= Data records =
--- START ---

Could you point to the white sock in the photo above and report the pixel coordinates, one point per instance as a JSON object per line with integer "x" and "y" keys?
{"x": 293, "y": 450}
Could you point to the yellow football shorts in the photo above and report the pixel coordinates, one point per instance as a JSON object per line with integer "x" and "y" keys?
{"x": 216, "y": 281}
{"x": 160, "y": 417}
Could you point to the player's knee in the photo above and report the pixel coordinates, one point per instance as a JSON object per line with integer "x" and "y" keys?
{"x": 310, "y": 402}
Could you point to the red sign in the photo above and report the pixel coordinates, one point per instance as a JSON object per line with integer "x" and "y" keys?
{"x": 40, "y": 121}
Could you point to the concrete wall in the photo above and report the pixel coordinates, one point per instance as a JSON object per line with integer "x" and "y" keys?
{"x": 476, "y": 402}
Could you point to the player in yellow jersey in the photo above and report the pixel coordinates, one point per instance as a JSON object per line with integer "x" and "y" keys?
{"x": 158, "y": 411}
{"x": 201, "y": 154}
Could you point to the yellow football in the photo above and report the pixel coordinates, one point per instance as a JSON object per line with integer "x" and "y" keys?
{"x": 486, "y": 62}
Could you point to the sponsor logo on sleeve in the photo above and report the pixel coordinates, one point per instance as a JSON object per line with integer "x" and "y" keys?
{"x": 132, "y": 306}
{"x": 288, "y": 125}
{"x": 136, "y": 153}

--- END ---

Print all entries again, exactly.

Could you point to the white sock in the photo above and report the pixel coordinates, one point per instance as a JSON object per line with integer "x" and "y" keys?
{"x": 293, "y": 450}
Could you point to the yellow football shorts in the photo above and report the pixel coordinates, one point per instance as a JSON object per line with integer "x" and "y" keys?
{"x": 216, "y": 281}
{"x": 160, "y": 417}
Could you point to the player's knee in the photo above and report the pixel coordinates, one point per instance as a JSON object per line with integer "x" and "y" keys?
{"x": 310, "y": 402}
Could you point to the red sign in the photo above and report the pixel coordinates, one point per instance as a JSON object per line with integer "x" and "y" keys?
{"x": 40, "y": 121}
Could you point to the concrete wall in the photo above and report the pixel coordinates, one point per instance as a JSON object per line with integer "x" and "y" keys?
{"x": 476, "y": 402}
Could you point to the player in yellow jersey in the photo above and report the pixel coordinates, one point per instance as a JSON object per line with integer "x" and "y" keys?
{"x": 158, "y": 411}
{"x": 201, "y": 154}
Could you point to the yellow football in the photo above and report the pixel coordinates, one point per instance as a JSON object per line with integer "x" and "y" keys?
{"x": 486, "y": 62}
Could you point to the sponsor logo on sleeve in the photo above and report the pixel coordinates, one point per instance as a JSON object per line with integer "x" and "y" keys?
{"x": 132, "y": 306}
{"x": 288, "y": 125}
{"x": 136, "y": 153}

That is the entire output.